[Trechos de conjunto de dados de anotação de localização]
· · · · · · ·
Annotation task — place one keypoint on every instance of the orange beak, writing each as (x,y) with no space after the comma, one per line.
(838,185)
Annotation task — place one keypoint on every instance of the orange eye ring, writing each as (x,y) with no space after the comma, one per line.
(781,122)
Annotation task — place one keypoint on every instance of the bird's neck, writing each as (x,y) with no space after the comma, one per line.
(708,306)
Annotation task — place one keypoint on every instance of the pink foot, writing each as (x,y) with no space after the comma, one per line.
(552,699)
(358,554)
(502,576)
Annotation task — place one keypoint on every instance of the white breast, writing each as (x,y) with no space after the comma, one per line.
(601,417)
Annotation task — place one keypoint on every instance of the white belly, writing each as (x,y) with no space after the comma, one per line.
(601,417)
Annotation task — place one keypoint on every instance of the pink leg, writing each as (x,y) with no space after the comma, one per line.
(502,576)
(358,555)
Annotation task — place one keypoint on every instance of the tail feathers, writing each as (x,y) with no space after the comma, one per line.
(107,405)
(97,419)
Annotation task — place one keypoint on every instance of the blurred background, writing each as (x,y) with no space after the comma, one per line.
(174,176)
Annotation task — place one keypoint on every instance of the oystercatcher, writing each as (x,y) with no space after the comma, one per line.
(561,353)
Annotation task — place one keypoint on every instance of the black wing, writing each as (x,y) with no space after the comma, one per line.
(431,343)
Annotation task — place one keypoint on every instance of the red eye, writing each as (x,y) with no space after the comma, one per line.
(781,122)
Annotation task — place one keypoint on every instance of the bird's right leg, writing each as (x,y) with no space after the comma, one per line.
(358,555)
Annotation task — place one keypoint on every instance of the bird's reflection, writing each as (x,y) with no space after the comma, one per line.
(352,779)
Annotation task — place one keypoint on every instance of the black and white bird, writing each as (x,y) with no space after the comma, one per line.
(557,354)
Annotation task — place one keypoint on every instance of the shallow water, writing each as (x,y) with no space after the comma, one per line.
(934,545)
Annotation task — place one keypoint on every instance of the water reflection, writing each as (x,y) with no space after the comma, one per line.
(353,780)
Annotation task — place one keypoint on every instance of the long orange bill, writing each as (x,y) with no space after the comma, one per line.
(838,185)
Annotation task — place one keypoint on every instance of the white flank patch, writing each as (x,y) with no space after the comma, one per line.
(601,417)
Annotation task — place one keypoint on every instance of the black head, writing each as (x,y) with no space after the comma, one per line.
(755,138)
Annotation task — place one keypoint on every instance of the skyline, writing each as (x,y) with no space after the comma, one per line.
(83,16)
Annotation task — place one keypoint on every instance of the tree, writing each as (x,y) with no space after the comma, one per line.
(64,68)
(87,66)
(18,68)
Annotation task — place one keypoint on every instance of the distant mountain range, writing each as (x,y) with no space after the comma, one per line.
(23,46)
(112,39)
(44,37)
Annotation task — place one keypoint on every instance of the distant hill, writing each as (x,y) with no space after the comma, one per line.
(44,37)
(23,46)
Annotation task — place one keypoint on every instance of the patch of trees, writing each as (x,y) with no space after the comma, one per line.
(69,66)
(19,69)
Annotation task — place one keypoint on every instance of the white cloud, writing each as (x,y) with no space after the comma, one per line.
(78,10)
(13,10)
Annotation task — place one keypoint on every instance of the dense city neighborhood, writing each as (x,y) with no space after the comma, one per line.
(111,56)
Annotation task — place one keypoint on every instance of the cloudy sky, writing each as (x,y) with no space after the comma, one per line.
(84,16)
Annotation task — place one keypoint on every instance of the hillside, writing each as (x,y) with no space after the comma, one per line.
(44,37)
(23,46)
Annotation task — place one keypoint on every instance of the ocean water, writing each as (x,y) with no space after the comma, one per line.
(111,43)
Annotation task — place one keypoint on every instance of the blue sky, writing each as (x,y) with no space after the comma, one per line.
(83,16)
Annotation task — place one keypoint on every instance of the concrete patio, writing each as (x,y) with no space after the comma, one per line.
· · · · · · ·
Pode repetir todos os registros acima, linha por linha, sem alterar nenhum caractere?

- Resposta abaixo:
Annotation task — place one keypoint on every instance of the orange beak, writing each as (x,y) with no space after the comma, one per line.
(838,185)
Annotation task — place one keypoint on every instance of the orange eye ring, writing each as (x,y) with no space after the comma, one per line.
(781,122)
Annotation task — place one keypoint on every instance of the bird's neck, writing each as (x,y) with no space after the comma, one per line.
(708,306)
Annotation task — place one keypoint on every instance of the pink foot, writing each as (x,y) with no space after the comma, one per line.
(552,699)
(358,554)
(502,576)
Annotation task — place one keypoint on every instance of the white breast, writing each as (x,y) with no space after the comma, one per line.
(601,417)
Annotation task — place one keypoint on every instance of the white belly, writing each as (x,y) with no space after the comma, one per line.
(601,417)
Annotation task — place one keypoint on every instance of the pink leg, writing each as (x,y) with no space after the comma, one per line.
(502,576)
(358,555)
Annotation task — place one keypoint on every instance of the tail feathers, writing each as (x,y) with no space after the comma, one per line.
(107,405)
(97,419)
Annotation task — place one keypoint on every instance of the blurred background, writing each as (x,y) with no space after the comma, one per line.
(174,176)
Annotation task — place one keypoint on every instance of the oystercatcher, writing each as (x,y) with no space after the comma, one per line.
(561,353)
Annotation task — place one keypoint on every instance of the black wing, writing each as (x,y) with no space after the comma, one per line.
(431,343)
Annotation task — place one keypoint on every instance of the red eye, writing each as (x,y) with no space after the comma, one per line.
(781,122)
Annotation task — place one keypoint on every instance of the bird's right leg, writing each as (x,y) with no space after the comma, one per line.
(358,555)
Annotation task — place one keypoint on every instance of the bird's reflection, writing each as (x,y) with no space after the comma, one per line.
(352,779)
Annotation task — place one keypoint on every instance of the black and white bird, writing each as (x,y) with no space after the comma, one per line.
(557,354)
Annotation task — place one keypoint on every instance of the shallow water, writing each as (x,y) with no space after the comma, one per line.
(934,545)
Annotation task — place one keypoint on every instance of the water reflection, writing each as (x,y) with no space after the comma, one per line.
(353,780)
Annotation task — place one keypoint on every instance of the long orange bill, writing each as (x,y) with no space after the comma, one per line.
(838,185)
Annotation task — place one keypoint on every instance of the white flank patch, writing each as (x,y) with no space after the comma, one per line.
(601,417)
Annotation task — place one keypoint on every instance of the black head, writing each as (x,y) with no space after the comma, one per line.
(755,138)
Annotation task — place one keypoint on every instance of the skyline, writing each as (x,y) with no space after the comma, one per line.
(83,16)
Annotation task — place one keypoint on every instance of the tree, writing each as (x,y) with no space after the comma, one per line.
(64,68)
(87,66)
(18,68)
Annotation task — place one keypoint on every instance of the distant mountain range, writing each as (x,y) with no space after the comma, one per line.
(23,46)
(112,39)
(44,37)
Annotation task — place one keypoint on every instance of the distant hill, writing each as (x,y) with no space after the comma, one per line.
(44,37)
(23,46)
Annotation task — place one keypoint on every instance of the patch of trees, writing each as (x,y) with no space after the comma, one per line.
(69,66)
(19,69)
Annotation task — place one keypoint on every instance of the white cloud, writing each as (x,y) with no space after the comma, one per line.
(78,10)
(13,10)
Annotation task — place one keypoint on every instance of the dense city neighborhood, writing each as (x,y) with no space after the comma, one per line.
(111,56)
Annotation task — place one keypoint on every instance of the cloudy sky, writing each as (x,y) with no space after the comma, one per line.
(84,16)
Annotation task — place one keypoint on every instance of the hillside, writing each as (x,y) with no space after the comma, one per line.
(44,37)
(23,46)
Annotation task — place one keypoint on every instance of the ocean water, writing each as (x,y) with no space after the comma, one per line.
(111,43)
Annotation task — place one keypoint on every instance of the blue sky, writing each as (x,y) with no space after the comma, one per line.
(83,16)
Annotation task — place one keypoint on every instance of the concrete patio, writing each as (x,y) with no space after the comma, one per line.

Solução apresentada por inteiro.